--- What to do ---
Retype exactly the lines from the line with "out the turquoise" to the end of the data, keeping both boundary lines.

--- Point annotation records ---

+===+

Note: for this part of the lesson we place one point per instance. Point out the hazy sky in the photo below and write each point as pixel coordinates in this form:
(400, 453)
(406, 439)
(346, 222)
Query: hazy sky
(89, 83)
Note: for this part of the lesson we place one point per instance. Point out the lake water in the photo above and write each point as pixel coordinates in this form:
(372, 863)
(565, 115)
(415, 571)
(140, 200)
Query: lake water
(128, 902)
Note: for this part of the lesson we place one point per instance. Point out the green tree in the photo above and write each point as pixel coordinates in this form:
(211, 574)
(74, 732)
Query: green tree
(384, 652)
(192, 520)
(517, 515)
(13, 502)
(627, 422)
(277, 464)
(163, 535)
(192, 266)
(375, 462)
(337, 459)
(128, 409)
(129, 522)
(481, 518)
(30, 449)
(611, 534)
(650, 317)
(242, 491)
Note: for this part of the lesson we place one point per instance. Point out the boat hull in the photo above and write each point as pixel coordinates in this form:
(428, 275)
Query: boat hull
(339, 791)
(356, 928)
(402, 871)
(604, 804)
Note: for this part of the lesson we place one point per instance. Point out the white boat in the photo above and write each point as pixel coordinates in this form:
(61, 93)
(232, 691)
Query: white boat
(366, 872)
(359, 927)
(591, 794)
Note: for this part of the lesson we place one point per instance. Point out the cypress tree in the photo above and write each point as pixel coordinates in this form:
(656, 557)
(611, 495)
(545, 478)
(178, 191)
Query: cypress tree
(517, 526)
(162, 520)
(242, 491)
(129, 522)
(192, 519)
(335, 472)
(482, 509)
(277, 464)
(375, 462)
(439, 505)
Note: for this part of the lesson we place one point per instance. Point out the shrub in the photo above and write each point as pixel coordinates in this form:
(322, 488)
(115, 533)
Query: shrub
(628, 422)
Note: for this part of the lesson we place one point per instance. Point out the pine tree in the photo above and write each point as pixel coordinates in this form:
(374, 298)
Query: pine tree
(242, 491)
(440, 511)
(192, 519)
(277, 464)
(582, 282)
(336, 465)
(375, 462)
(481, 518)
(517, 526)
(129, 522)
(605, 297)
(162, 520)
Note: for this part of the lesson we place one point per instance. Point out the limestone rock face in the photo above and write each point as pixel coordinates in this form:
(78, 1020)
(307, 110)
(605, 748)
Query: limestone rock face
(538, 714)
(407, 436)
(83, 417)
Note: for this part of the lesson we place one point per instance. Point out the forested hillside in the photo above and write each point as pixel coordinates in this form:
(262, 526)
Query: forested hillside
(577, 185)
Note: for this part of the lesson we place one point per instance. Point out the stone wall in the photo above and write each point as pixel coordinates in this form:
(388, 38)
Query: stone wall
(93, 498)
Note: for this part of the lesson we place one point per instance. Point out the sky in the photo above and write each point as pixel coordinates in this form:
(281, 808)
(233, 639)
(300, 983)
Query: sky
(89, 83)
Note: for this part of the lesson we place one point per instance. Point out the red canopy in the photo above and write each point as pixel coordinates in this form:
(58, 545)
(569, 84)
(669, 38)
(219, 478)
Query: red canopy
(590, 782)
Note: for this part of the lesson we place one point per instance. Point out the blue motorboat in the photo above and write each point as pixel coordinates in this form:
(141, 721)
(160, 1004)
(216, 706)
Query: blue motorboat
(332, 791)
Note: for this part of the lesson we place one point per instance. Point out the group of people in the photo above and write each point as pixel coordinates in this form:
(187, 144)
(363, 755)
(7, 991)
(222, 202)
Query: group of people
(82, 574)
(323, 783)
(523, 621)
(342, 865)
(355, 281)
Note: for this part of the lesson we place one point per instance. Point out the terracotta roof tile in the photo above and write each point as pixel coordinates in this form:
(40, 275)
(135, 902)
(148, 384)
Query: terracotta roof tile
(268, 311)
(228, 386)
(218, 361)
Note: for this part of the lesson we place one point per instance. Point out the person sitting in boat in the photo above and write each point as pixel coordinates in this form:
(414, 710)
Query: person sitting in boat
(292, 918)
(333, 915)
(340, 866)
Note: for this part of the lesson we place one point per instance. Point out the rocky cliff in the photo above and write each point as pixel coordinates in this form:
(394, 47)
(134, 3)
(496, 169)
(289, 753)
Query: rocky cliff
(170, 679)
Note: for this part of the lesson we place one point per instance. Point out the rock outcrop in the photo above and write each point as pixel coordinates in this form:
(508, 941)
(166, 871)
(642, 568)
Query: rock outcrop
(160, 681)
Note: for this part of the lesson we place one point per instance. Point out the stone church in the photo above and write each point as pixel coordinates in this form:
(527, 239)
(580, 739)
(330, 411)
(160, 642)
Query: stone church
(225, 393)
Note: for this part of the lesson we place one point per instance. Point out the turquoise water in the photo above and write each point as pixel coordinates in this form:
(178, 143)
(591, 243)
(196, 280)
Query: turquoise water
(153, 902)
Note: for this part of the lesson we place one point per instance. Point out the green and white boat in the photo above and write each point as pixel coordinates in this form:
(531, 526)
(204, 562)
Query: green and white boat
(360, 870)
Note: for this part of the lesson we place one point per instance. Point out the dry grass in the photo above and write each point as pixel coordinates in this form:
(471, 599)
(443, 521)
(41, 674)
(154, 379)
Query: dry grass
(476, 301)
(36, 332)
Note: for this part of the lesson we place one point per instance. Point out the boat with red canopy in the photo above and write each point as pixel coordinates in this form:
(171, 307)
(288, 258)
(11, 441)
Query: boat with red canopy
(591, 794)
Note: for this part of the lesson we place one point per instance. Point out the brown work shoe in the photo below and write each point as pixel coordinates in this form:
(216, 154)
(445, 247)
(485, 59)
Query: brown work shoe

+===+

--- Written answer ---
Note: for this part of the lesson we place one point per instance. Point out the turquoise water in the photo above and write each point as pixel coordinates in this form:
(178, 143)
(591, 243)
(196, 280)
Query: turquoise water
(153, 902)
Note: for this part of the lesson we place one point per instance. Point out the green and white boat in the photo above and write each point as pixel coordinates in this form:
(531, 526)
(204, 562)
Query: green and white boat
(360, 870)
Note: for this part of the lesson we place one point per instance. Point out the dry grass in the photo above and write each point as pixel coordinates in this form:
(471, 599)
(443, 521)
(41, 674)
(154, 379)
Query: dry grass
(476, 301)
(36, 332)
Note: for this part of the lesson we place one point per instance. Point out the boat with red canopy in the photo above and write each point as pixel coordinates in this form:
(171, 307)
(288, 258)
(11, 441)
Query: boat with red canopy
(591, 794)
Note: for this part of the lesson we place one point per instance. Point out the brown work shoe in the photo below and write each point as pixel coordinates in this form:
(216, 154)
(445, 247)
(485, 59)
Query: brown work shoe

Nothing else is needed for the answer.